## Passage for review
============

Climate change – where are we????
Climate change has posed a serious threat to the world. The scientists and researchers have been talking about the same for many decades. But it seems that the results are much more evident today. Constant burning of the amazon rainforest, rise in the global average surface temperature, rate of warming and rise in the sea level, frequency and intensity of natural calamities like droughts and cyclones have indicated that human action has majorly damaged our mother nature and the results are quite disastrous.
India and rain….
And India is said to be severely affected by the same. India is a major developing country and climate change makes matter worse for even our economy. The great Himalayas which houses the world’s third-largest ice mass on the earth is situated at our Northern side. India has a 7500Km long densely populated coastline and any changes to the climate have quite a visible impact on our country. And the southern side of our country is vastly dominated by the oceans. Mostly the rural population of our country is still based on climatic occupations – agriculture, fishing, animal breeding and likewise. thus, climate change is quite evident in large parts of the country. When the southern states of the country witnesses flood the other states are still under heatwaves. There are places like Odisha which suffer from drought every year but then again there are places like Mumbai where flood is common every year.
Threats of Excessive rain…..
And these floods come with a major threat. Regular floods have a long term and a quite dangerous impact on our health. Not only our occupation and the general life are hit by floods but also health takes a toll. Flood brings a number of infections and viruses. Vector-borne diseases and water-borne diseases become quite common with a flood. No doubt malaria and diarrhea and spreading every year. WHO has released a statement where it is clearly defined that approximately 3.4 million people suffer from water-borne diseases every year globally. United Nations has also revealed that approximately 1 lakh people die every year owing to water-borne diseases in India. Post-2013 rains, it was widely reported that 83% of Mumbai people suffer from water-borne diseases.

============

[Natural-language object grounding data]

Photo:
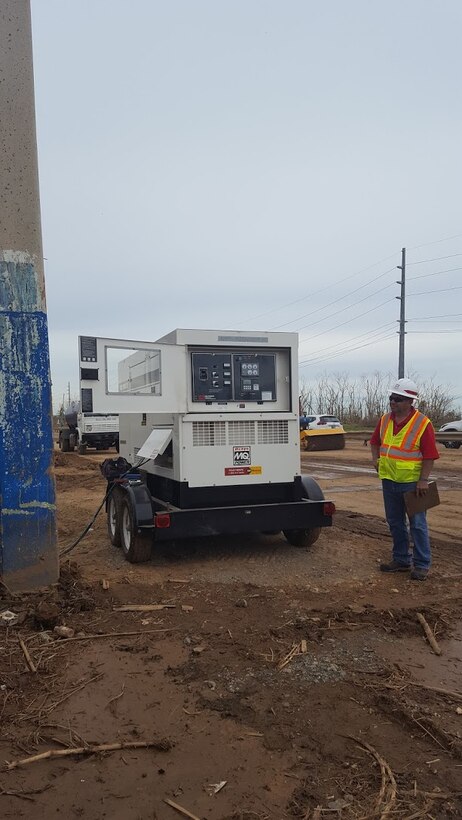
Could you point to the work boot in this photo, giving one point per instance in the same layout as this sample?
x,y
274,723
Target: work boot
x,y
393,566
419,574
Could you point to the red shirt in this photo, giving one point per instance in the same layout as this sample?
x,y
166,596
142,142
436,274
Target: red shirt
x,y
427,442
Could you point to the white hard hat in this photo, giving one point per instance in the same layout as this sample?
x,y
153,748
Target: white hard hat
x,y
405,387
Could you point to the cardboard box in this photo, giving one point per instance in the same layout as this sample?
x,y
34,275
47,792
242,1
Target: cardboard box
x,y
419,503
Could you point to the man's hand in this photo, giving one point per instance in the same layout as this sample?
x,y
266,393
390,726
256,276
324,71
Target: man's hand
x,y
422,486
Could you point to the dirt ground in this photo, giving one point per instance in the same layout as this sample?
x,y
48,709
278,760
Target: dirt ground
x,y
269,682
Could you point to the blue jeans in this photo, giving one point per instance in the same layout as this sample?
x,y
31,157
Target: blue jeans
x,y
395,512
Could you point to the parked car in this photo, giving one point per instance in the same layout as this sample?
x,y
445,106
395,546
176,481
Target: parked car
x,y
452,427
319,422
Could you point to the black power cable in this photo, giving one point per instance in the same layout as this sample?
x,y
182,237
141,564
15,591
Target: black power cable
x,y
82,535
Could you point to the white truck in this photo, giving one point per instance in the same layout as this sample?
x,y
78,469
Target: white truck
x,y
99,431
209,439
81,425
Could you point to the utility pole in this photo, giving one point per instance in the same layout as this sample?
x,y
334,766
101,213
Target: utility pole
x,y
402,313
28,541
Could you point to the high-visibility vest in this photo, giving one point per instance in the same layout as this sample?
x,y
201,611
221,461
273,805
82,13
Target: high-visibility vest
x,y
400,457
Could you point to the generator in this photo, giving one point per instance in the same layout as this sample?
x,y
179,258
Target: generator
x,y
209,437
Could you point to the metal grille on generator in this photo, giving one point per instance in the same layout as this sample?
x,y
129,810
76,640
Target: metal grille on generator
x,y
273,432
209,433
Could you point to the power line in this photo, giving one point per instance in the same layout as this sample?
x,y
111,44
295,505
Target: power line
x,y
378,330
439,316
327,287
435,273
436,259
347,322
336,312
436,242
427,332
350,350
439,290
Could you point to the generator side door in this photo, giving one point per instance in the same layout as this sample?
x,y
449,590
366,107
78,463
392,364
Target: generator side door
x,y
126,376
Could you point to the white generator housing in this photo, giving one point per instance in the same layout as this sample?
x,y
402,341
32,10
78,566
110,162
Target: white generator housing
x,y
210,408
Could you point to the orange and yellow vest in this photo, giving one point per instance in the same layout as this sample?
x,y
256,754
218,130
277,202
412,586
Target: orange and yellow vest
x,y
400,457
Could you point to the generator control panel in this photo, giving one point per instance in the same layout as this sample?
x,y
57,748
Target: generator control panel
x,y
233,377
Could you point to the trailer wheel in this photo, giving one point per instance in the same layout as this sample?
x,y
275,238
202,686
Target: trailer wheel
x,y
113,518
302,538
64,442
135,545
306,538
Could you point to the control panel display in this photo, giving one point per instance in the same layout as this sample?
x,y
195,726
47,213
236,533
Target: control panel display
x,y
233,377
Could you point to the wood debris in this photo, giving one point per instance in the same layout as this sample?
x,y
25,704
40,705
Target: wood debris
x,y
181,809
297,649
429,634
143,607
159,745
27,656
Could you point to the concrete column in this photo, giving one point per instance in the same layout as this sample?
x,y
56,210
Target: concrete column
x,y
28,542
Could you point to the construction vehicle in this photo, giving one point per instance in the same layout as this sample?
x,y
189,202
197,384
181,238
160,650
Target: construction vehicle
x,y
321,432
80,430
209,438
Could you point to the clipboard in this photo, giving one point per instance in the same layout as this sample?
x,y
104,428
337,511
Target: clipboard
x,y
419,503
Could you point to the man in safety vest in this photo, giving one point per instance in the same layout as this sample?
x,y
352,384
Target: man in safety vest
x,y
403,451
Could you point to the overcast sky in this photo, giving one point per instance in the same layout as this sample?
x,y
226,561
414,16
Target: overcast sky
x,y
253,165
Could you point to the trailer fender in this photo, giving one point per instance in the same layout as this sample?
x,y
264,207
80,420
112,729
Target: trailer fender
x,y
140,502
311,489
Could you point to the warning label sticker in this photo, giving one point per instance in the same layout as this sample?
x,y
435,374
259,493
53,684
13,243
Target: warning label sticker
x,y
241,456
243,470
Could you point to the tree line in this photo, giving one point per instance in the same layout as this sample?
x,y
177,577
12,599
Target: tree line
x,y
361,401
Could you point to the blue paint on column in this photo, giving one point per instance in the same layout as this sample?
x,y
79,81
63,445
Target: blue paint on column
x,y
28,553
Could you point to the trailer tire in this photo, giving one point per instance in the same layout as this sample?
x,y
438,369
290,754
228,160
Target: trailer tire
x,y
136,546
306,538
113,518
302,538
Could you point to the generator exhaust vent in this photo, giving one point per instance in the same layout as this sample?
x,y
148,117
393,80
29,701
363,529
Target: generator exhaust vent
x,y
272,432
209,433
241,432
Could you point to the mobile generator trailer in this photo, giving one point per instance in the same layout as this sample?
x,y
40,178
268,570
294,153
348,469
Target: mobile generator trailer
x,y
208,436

============

## Work request
Write the next part of the climate change article, picking up after its final sentence. The entries aren't needed for anything here.

## Output of the task
Moreover, injuries of small or bigger scale are quite common in case of flood and heavy rains. Researches have shown that driving accidents are quite common in wet conditions as compared to snow or even landslides.
Other than that reduced availability of fresh water poses a serious threat because there is a significant reduction in the drinking water. And the consumption of unsafe drinking water leads to many other health concerns.
As per the Senior Irrigation department official,
“It muddy and bacteria-infected. Drinking this water will give rise to various water-related diseases like diarrhea, vomitting. It is always advisable not to drink dead water, but due to the unprecedented water crisis, permission to use this water has been given,”
And of course, flood causes a change in the agricultural land as well. Complete soil pattern changes because of flood and as a result the soil productivity and the crop output suffers. No wonder the quality of our crops have substantially reduced and thus the farmers have also increased the use of pesticides.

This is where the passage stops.